■ **AIM OF THE EXERCISE**: Return every line of the rows below that contains the word "brown".

■ **PROVIDED ENTRIES**:
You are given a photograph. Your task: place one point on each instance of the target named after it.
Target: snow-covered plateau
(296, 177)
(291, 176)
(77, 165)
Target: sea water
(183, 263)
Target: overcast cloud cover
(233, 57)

--

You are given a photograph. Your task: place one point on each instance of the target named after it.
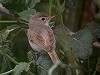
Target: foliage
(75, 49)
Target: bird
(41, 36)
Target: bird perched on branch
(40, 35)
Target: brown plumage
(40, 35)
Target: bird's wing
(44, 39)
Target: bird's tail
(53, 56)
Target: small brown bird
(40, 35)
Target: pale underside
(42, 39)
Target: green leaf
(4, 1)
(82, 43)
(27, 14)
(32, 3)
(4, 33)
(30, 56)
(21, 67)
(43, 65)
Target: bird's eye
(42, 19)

■ **RESULT OF THE EXERCISE**:
Target: brown plumage
Target: small brown bird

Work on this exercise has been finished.